WHAT YOU NEED TO DO:
Leave the pictures out and print every record below exactly as it stands.
====
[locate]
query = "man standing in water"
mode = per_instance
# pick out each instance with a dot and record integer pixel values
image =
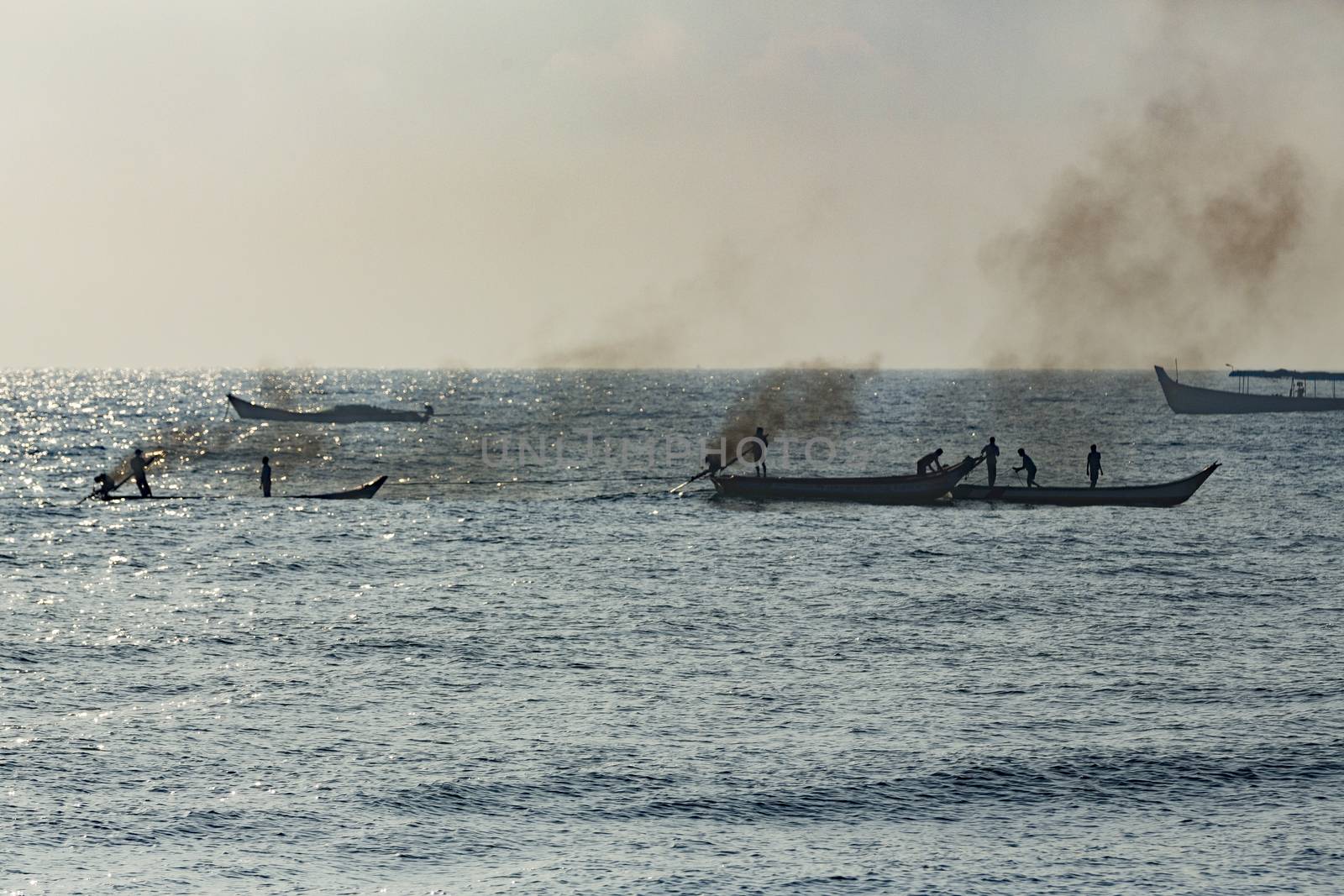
(138, 469)
(1093, 465)
(991, 454)
(104, 490)
(1027, 465)
(929, 463)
====
RESPONSE BELOW:
[locate]
query = "man standing in water"
mode = per_instance
# pick out each instance with a dot and record integer pixel values
image =
(138, 469)
(1093, 465)
(991, 454)
(104, 490)
(1027, 465)
(929, 463)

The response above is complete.